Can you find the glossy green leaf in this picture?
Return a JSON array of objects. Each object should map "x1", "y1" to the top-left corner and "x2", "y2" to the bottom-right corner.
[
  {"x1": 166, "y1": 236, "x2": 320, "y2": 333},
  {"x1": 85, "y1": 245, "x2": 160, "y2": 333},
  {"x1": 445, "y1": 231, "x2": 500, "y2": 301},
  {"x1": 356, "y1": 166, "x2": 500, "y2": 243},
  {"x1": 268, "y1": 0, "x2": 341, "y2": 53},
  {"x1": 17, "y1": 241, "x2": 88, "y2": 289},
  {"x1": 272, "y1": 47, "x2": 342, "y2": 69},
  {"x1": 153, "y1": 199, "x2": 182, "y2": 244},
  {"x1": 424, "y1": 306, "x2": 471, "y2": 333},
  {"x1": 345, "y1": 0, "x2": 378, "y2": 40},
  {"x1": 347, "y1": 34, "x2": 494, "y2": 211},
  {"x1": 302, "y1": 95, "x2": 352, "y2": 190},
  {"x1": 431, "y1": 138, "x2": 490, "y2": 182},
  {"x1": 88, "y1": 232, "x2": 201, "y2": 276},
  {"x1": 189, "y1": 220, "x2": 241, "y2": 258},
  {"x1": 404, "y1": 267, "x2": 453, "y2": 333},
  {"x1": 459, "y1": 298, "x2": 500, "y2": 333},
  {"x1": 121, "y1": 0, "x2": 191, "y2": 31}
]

**WORK INSTRUCTIONS**
Pick out every line in the rows above that contains the word "JSON", and copy each of those lines in full.

**CORRECT ANSWER**
Return a JSON array of objects. Each object should map "x1", "y1" to the top-left corner and "x2", "y2" to the bottom-right corner.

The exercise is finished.